On a 2 dimensional grid with
R
rows and C
columns, we start at (r0, c0)
facing east.
Here, the north-west corner of the grid is at the first row and column, and the south-east corner of the grid is at the last row and column.
Now, we walk in a clockwise spiral shape to visit every position in this grid.
Whenever we would move outside the boundary of the grid, we continue our walk outside the grid (but may return to the grid boundary later.)
Eventually, we reach all
R * C
spaces of the grid.
Return a list of coordinates representing the positions of the grid in the order they were visited.
Example 1:
Input: R = 1, C = 4, r0 = 0, c0 = 0 Output: [[0,0],[0,1],[0,2],[0,3]]
Example 2:
Input: R = 5, C = 6, r0 = 1, c0 = 4 Output: [[1,4],[1,5],[2,5],[2,4],[2,3],[1,3],[0,3],[0,4],[0,5],[3,5],[3,4],[3,3],[3,2],[2,2],[1,2],[0,2],[4,5],[4,4],[4,3],[4,2],[4,1],[3,1],[2,1],[1,1],[0,1],[4,0],[3,0],[2,0],[1,0],[0,0]]
Note:
1 <= R <= 100
1 <= C <= 100
0 <= r0 < R
0 <= c0 < C
這題用沒有向量的C不是很容易解,只好用暴力的方式求解,利用的方法很單純,就是讓 (r0, c0) 去繞圈圈,而且根據旋轉的特性,可以發現右下左上這樣的順序,格數變量是 1,1,2,2,3,3,4,4....,所以程式就長成下面這樣。leetcode 報 20ms,目前百分位置是 100%,期待出現更快的解法可以參考。

▶ _要求 1_:
统计清单中含有单词“mouth”的行数,只给出数字。

▶ _待处理清单_:
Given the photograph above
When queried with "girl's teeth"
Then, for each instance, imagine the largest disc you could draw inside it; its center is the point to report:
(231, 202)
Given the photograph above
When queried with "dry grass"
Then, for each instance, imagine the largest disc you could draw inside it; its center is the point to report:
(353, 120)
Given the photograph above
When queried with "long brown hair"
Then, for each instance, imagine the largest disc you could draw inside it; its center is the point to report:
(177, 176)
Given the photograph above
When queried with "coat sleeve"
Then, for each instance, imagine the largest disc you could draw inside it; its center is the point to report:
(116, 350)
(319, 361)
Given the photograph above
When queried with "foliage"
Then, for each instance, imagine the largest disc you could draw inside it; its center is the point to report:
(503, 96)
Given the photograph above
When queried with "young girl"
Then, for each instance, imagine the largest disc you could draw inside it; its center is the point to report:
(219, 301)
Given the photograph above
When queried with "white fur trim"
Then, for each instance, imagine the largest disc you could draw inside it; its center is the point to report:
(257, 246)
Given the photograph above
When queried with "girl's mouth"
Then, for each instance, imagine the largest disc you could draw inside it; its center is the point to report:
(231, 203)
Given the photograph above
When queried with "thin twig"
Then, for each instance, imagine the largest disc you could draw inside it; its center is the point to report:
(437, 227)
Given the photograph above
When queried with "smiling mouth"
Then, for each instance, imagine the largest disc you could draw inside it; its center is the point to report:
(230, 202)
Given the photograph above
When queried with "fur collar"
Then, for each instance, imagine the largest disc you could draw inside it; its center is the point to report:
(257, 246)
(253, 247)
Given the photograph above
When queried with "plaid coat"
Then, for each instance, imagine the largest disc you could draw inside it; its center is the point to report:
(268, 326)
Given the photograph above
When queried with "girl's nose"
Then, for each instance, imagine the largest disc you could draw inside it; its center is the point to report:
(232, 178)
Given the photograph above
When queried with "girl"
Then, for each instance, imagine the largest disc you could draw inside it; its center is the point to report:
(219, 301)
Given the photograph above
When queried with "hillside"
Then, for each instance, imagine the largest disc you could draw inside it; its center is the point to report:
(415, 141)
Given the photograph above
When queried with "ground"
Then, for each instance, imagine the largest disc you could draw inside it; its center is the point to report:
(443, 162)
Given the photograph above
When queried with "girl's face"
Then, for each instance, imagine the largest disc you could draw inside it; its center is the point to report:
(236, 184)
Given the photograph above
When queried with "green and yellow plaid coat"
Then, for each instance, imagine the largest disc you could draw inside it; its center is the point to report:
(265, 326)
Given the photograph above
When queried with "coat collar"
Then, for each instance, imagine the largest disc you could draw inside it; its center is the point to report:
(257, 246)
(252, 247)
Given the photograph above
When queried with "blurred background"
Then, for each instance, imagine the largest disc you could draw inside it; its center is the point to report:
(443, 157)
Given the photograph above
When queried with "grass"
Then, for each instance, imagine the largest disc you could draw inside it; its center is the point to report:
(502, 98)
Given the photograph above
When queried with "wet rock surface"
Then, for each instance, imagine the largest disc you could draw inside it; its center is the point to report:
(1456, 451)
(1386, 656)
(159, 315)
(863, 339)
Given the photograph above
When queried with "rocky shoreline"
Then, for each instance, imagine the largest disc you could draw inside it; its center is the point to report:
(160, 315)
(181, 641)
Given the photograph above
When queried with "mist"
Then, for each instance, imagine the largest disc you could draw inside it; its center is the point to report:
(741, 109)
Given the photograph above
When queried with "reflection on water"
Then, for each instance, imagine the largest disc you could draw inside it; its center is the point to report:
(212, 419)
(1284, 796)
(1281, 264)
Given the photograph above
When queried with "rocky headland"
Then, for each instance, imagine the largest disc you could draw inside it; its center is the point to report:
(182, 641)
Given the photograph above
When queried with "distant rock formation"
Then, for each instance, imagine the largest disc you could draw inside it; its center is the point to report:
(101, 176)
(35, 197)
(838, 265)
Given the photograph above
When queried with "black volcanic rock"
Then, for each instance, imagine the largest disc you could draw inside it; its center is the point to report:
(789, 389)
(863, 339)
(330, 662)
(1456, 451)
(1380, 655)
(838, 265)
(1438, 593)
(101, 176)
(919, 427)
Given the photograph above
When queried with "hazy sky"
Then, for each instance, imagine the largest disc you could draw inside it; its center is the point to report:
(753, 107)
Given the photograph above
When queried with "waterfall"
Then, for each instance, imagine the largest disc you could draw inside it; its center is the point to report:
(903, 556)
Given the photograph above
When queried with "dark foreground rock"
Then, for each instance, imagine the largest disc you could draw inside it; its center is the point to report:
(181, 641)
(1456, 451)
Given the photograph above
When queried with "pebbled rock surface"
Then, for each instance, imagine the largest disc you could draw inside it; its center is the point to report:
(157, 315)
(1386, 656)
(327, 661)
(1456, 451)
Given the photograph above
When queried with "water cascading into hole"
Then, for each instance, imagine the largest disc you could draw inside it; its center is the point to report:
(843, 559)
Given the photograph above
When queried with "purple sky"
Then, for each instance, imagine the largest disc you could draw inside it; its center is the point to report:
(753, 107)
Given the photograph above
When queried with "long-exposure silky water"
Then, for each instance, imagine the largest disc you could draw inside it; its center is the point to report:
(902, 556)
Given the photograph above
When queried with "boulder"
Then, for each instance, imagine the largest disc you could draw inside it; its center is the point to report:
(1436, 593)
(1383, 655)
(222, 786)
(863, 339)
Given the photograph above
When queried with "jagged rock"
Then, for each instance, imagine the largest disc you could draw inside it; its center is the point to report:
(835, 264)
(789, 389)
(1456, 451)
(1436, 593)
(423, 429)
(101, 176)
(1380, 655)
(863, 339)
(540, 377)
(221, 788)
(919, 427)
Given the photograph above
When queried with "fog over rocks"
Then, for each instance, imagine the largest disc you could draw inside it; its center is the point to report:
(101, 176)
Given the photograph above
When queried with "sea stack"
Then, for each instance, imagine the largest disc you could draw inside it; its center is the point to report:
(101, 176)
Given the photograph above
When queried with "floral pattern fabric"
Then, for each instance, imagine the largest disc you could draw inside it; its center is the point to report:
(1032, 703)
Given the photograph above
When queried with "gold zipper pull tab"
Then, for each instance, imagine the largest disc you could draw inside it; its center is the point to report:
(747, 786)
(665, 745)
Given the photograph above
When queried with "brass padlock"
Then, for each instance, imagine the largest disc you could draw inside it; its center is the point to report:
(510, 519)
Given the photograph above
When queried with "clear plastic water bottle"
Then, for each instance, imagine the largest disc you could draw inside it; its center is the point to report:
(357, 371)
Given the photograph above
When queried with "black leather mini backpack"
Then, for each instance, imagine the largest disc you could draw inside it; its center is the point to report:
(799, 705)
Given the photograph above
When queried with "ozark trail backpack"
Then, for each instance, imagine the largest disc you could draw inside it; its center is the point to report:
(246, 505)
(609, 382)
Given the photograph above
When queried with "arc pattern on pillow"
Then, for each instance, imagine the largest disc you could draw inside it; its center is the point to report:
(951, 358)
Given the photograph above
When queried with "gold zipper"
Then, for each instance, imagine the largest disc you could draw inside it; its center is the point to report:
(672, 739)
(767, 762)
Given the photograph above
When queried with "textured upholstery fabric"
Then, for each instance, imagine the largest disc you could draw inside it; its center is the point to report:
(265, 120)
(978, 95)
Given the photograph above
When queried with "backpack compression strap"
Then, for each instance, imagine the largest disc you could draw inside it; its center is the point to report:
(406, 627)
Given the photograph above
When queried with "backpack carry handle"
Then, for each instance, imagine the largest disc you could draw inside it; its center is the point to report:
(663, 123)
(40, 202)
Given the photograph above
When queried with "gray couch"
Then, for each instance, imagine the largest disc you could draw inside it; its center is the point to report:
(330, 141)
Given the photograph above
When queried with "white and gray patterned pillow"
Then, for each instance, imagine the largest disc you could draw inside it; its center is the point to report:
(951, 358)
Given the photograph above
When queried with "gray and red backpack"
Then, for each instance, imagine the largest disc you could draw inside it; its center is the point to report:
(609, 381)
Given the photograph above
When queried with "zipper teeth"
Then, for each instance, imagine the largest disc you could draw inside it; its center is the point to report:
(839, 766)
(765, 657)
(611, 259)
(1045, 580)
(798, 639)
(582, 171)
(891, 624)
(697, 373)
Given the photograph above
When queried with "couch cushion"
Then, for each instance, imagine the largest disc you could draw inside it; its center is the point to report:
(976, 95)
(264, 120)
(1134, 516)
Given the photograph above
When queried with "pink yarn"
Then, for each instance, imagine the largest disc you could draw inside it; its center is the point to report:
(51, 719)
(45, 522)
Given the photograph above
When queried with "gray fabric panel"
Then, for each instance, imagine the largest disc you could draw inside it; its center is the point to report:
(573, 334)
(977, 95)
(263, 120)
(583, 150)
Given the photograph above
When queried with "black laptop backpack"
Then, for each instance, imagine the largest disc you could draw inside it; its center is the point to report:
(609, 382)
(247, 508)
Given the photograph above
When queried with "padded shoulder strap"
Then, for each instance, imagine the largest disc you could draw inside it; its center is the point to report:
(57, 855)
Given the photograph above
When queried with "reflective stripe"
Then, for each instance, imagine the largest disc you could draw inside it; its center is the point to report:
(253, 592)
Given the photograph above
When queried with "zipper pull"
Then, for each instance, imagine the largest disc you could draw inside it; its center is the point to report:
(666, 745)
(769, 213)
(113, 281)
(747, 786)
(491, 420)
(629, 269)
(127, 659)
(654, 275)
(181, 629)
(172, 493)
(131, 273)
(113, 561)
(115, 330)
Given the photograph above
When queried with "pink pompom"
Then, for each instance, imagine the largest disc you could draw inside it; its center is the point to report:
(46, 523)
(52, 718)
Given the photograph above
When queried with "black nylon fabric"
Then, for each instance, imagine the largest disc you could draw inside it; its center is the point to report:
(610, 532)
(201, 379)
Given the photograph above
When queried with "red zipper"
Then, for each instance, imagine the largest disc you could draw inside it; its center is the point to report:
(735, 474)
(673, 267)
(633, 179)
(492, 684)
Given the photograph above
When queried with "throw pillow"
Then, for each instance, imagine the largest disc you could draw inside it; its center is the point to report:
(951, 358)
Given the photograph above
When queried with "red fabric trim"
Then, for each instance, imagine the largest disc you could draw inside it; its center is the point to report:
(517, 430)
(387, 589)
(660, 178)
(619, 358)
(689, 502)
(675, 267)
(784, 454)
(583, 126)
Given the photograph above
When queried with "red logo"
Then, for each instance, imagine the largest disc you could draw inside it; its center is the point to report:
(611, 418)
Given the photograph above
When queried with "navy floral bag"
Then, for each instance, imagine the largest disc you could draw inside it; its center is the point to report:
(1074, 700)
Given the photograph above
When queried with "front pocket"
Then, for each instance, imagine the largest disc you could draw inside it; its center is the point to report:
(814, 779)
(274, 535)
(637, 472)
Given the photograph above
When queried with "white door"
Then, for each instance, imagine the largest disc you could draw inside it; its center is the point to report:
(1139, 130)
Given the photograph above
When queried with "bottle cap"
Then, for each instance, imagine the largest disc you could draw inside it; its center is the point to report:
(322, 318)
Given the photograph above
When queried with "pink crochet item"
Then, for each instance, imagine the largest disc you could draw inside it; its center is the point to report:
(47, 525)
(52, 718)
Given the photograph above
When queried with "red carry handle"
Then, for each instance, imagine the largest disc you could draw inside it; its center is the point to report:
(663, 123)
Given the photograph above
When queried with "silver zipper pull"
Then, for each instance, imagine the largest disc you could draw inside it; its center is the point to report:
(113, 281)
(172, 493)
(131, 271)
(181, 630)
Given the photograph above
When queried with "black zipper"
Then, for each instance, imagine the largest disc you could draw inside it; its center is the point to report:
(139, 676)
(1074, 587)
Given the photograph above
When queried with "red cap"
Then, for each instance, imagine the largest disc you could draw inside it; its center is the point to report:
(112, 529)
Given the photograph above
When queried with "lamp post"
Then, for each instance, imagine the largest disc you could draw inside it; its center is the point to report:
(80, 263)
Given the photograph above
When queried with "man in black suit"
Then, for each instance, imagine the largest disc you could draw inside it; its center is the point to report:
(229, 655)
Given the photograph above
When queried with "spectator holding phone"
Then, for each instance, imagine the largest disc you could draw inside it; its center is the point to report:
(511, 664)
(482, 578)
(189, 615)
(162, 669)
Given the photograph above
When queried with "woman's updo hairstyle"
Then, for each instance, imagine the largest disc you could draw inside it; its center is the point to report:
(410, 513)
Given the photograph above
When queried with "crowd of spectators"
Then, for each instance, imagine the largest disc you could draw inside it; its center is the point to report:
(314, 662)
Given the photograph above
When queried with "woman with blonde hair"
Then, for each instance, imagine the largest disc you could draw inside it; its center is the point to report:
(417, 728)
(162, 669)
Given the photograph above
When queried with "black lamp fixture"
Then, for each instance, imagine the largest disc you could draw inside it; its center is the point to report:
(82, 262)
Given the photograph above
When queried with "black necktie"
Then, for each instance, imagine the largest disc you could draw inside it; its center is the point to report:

▶ _要求 2_:
把文段中从“Here, the north-west”到“of the grid.”(含首尾)的部分重写一遍,将其中的“clockwise”换成“counterclockwise”。

▶ _结果 1_:
2

▶ _结果 2_:
Here, the north-west corner of the grid is at the first row and column, and the south-east corner of the grid is at the last row and column.
Now, we walk in a counterclockwise spiral shape to visit every position in this grid.
Whenever we would move outside the boundary of the grid, we continue our walk outside the grid (but may return to the grid boundary later.)
Eventually, we reach all
R * C
spaces of the grid.